[Saved data entries]
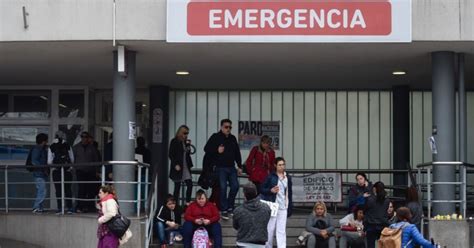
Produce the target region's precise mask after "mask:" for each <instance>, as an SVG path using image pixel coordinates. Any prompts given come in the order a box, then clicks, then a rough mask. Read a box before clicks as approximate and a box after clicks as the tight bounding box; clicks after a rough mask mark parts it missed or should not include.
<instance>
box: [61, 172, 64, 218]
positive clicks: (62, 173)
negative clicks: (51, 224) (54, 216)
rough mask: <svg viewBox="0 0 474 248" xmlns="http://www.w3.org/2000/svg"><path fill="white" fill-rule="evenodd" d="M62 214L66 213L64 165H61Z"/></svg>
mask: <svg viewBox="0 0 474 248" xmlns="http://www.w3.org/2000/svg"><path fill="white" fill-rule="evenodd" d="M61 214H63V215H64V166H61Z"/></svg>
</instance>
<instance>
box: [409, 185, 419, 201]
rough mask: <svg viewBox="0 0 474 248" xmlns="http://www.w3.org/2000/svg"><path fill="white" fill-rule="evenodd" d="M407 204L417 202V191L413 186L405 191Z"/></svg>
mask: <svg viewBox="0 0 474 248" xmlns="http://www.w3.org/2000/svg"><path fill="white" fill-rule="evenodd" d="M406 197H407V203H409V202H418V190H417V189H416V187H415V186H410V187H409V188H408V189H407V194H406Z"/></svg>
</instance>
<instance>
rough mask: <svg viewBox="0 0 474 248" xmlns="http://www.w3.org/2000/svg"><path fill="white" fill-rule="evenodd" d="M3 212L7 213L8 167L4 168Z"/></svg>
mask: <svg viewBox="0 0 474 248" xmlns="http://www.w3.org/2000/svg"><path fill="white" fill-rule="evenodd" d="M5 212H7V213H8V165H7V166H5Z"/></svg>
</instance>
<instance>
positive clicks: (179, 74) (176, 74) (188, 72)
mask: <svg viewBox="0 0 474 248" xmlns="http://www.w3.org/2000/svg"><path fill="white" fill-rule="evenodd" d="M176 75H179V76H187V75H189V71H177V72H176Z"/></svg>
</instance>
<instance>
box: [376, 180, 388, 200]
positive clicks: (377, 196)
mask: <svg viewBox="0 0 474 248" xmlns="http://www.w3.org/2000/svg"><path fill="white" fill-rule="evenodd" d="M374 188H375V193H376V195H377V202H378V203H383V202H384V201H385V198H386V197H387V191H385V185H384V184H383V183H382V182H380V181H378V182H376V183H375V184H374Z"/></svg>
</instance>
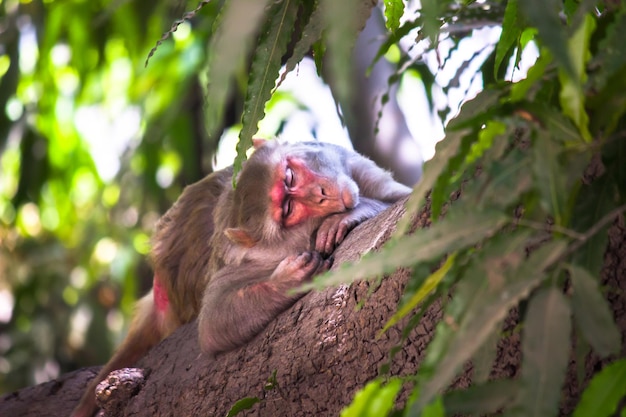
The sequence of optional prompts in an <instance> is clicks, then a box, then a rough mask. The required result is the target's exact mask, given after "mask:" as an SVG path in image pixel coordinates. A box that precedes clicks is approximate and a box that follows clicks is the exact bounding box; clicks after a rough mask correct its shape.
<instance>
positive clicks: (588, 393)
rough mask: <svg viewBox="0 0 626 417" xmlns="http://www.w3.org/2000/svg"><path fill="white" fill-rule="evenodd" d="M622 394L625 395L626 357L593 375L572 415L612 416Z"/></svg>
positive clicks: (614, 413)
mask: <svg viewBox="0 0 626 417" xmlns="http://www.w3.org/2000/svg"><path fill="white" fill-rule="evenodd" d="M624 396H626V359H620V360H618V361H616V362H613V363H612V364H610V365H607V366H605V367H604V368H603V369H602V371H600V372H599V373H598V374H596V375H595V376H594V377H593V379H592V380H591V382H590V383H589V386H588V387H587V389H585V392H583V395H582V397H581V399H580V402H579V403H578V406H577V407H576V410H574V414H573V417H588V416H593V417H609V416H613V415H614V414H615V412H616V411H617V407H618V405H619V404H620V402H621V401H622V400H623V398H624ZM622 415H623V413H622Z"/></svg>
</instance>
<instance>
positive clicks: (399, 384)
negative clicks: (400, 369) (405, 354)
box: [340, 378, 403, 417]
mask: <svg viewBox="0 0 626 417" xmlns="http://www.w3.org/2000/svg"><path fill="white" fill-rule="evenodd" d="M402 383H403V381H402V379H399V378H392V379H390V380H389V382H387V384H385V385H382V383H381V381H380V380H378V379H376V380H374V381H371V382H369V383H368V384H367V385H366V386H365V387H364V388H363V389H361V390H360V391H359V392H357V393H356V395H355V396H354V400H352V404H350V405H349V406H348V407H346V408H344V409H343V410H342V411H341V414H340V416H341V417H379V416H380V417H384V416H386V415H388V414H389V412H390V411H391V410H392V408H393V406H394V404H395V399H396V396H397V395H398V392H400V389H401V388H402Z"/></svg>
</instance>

§ WORK TO COMPLETE
Produce an exact copy of the records above, leaving out the pictures.

§ SOLUTION TO THE EXERCISE
Produce the target region's precise mask after "mask:" for each <instance>, as an SVG path using image pixel coordinates. Any prompts given come in the order a box, then clicks, then a rough mask. Read a box before clicks as approximate and a box after clicks as the tight bounding box; clicks after a rough mask mark parts it missed or should not include.
<instance>
box: [61, 172, 64, 218]
positive clicks: (62, 173)
negative clicks: (51, 224) (54, 216)
rough mask: <svg viewBox="0 0 474 248" xmlns="http://www.w3.org/2000/svg"><path fill="white" fill-rule="evenodd" d="M62 214L66 213L64 165H61Z"/></svg>
mask: <svg viewBox="0 0 474 248" xmlns="http://www.w3.org/2000/svg"><path fill="white" fill-rule="evenodd" d="M61 214H63V215H64V166H61Z"/></svg>
</instance>
<instance>
box: [409, 185, 419, 201]
rough mask: <svg viewBox="0 0 474 248" xmlns="http://www.w3.org/2000/svg"><path fill="white" fill-rule="evenodd" d="M407 204L417 202V191L413 186L405 191Z"/></svg>
mask: <svg viewBox="0 0 474 248" xmlns="http://www.w3.org/2000/svg"><path fill="white" fill-rule="evenodd" d="M406 197H407V203H409V202H418V190H417V189H416V187H415V186H410V187H409V188H408V189H407V194H406Z"/></svg>
</instance>
<instance>
rough mask: <svg viewBox="0 0 474 248" xmlns="http://www.w3.org/2000/svg"><path fill="white" fill-rule="evenodd" d="M3 212L7 213L8 167L4 168Z"/></svg>
mask: <svg viewBox="0 0 474 248" xmlns="http://www.w3.org/2000/svg"><path fill="white" fill-rule="evenodd" d="M5 212H7V213H8V165H7V166H5Z"/></svg>
</instance>
<instance>
positive clicks: (179, 74) (176, 74) (188, 72)
mask: <svg viewBox="0 0 474 248" xmlns="http://www.w3.org/2000/svg"><path fill="white" fill-rule="evenodd" d="M176 75H179V76H187V75H189V71H177V72H176Z"/></svg>
</instance>
<instance>
box: [376, 180, 388, 200]
positive clicks: (377, 196)
mask: <svg viewBox="0 0 474 248" xmlns="http://www.w3.org/2000/svg"><path fill="white" fill-rule="evenodd" d="M374 188H375V193H376V195H377V202H378V203H383V202H384V201H385V198H386V197H387V191H385V185H384V184H383V183H382V182H380V181H378V182H376V183H375V184H374Z"/></svg>
</instance>
The sequence of optional prompts in an <instance> is clicks, then a box, then a rough mask. The required result is the target's exact mask, given after "mask:" as an SVG path in image pixel coordinates. A box that precedes clicks is approximate and a box that follows clicks is the exact bounding box; clicks after a rough mask correct its shape.
<instance>
positive clicks: (588, 393)
rough mask: <svg viewBox="0 0 626 417" xmlns="http://www.w3.org/2000/svg"><path fill="white" fill-rule="evenodd" d="M622 394L625 395L626 357L593 375L572 415L612 416Z"/></svg>
positive clicks: (614, 413)
mask: <svg viewBox="0 0 626 417" xmlns="http://www.w3.org/2000/svg"><path fill="white" fill-rule="evenodd" d="M624 396H626V359H620V360H618V361H616V362H613V363H612V364H610V365H607V366H605V367H604V368H603V369H602V371H600V372H599V373H598V374H596V375H595V376H594V377H593V379H592V380H591V382H590V383H589V386H588V387H587V389H585V392H583V395H582V397H581V399H580V402H579V403H578V406H577V407H576V410H574V414H573V417H588V416H593V417H609V416H613V415H614V414H615V412H616V411H617V407H618V405H619V404H620V402H621V401H622V400H623V398H624ZM622 415H623V413H622Z"/></svg>
</instance>
<instance>
positive clicks: (399, 384)
negative clicks: (400, 369) (405, 354)
box: [340, 378, 403, 417]
mask: <svg viewBox="0 0 626 417" xmlns="http://www.w3.org/2000/svg"><path fill="white" fill-rule="evenodd" d="M402 383H403V381H402V379H399V378H392V379H390V380H389V382H387V384H385V385H382V383H381V381H380V380H378V379H376V380H374V381H371V382H369V383H368V384H367V385H366V386H365V387H364V388H363V389H361V390H360V391H359V392H357V393H356V395H355V396H354V400H352V404H350V405H349V406H348V407H346V408H344V409H343V410H342V411H341V414H340V416H341V417H379V416H380V417H384V416H386V415H388V414H389V412H390V411H391V410H392V408H393V406H394V404H395V399H396V396H397V395H398V392H400V389H401V388H402Z"/></svg>
</instance>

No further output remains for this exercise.